Which lines in the rows below contain the word "chair"? Pick out each of them and copy it in full.

## Given data:
- - - - - - -

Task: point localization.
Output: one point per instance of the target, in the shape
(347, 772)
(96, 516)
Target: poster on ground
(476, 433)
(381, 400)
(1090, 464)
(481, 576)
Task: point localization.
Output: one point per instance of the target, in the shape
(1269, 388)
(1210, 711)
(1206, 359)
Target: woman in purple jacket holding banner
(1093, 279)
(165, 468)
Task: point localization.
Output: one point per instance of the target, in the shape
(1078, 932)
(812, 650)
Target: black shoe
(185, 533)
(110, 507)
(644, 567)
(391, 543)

- - - - - - -

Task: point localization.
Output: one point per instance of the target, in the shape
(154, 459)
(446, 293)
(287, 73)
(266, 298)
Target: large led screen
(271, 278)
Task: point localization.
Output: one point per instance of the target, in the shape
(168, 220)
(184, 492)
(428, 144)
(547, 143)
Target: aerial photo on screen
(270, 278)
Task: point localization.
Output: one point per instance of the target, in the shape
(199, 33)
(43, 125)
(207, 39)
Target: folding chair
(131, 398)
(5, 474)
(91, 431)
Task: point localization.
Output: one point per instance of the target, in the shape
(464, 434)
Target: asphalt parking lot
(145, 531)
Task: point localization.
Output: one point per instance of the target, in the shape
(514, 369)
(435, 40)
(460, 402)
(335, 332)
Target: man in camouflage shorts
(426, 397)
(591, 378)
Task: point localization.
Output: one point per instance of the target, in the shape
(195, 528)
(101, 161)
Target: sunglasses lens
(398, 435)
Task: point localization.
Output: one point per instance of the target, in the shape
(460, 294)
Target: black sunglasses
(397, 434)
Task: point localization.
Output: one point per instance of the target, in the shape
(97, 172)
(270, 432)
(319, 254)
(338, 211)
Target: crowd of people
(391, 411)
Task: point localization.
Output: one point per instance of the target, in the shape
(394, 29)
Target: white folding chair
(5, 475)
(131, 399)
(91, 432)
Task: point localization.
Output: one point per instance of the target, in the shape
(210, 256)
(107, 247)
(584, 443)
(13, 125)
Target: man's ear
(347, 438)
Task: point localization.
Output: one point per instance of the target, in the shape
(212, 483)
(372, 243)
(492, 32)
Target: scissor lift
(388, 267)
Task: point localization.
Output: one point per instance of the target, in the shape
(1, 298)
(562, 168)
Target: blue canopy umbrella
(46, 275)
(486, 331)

- - - - - - -

## Task solution:
Target: folding chair
Target: white folding chair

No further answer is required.